*Extrait de l'annonce*
+-------+

MERCREDI 16 JANVIER 2013,
au local du Cercle freudien,
10, Passage Montbrun 75014 PARIS
à 21heures 15.
Daniel WEISS ouvrira l’année par un exposé sur le thème choisi pour l’année 2013 :
Destins du transfert dans la cure – Croyance et désir de l’analyste
Nous fêterons ensuite la nouvelle année autour d’une coupe de champagne et de la traditionnelle galette.
DESTINS DU TRANSFERT DANS LA CURE
Croyance et désir de l’analyste
La guérison est l’affaire de l’analyste. C’est ce que nous avons soutenu lors du dernier colloque du Cercle freudien, et ce moment fera date. Sommes-nous pour autant des guérisseurs ? Nous désirons savoir. Nous cherchons à mettre en lumière en quoi consiste la guérison psychanalytique. En d’autres termes nous entendons ne pas nous satisfaire des effets du transfert, mais soumettre celui-ci à l’analyse. C’est là que les difficultés commencent : analyser le transfert, ou du moins y prétendre, n’est-ce pas scier la branche sur laquelle sont assis les guérisseurs… les guérisseurs que nous sommes… Ou que nous pourrions être ?
Revenir sur la question du transfert nous paraît, en cela, nécessaire aujourd’hui…une fois de plus : afin de pouvoir rendre raison de ce qui fait la spécificité de notre discipline, la distinguant de toutes les thérapies psy, mais aussi et surtout afin de préciser, à chaque fois, en quoi il y aura eu de l’analyste dans une cure et par conséquent de l’analyse. Dans cette mesure, le transfert est à penser du début à la fin…. et donc aussi, comme nous l’a appris Lacan, de la fin au début.

+-------+

*Données fournies*

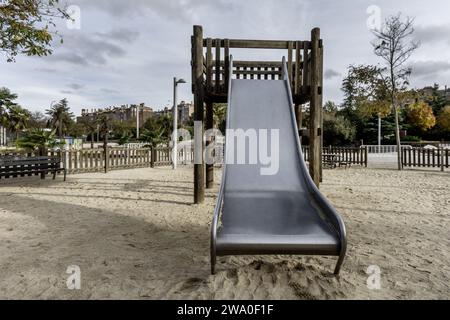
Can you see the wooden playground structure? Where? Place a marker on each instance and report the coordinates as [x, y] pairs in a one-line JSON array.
[[210, 77]]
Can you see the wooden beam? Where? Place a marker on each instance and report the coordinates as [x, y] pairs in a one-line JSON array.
[[321, 107], [209, 65], [290, 57], [315, 108], [228, 72], [197, 70], [209, 141], [218, 60], [257, 44]]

+-------+

*Votre travail*
1. Quels renseignements pratiques l'annonce donne-t-elle sur la réunion, pour la date, le lieu, l'adresse et l'heure ?
2. Recopiez sans rien changer un passage de l'annonce : commencez aux mots qui contiennent « Revenir sur la » et arrêtez-vous après « fin au début. ».

*Réponses correctes*
1.
- Date : mercredi 16 janvier 2013
- Lieu : au local du Cercle freudien
- Adresse : 10, Passage Montbrun 75014 Paris
- Heure : 21 h 15

2.
Revenir sur la question du transfert nous paraît, en cela, nécessaire aujourd’hui…une fois de plus : afin de pouvoir rendre raison de ce qui fait la spécificité de notre discipline, la distinguant de toutes les thérapies psy, mais aussi et surtout afin de préciser, à chaque fois, en quoi il y aura eu de l’analyste dans une cure et par conséquent de l’analyse. Dans cette mesure, le transfert est à penser du début à la fin…. et donc aussi, comme nous l’a appris Lacan, de la fin au début.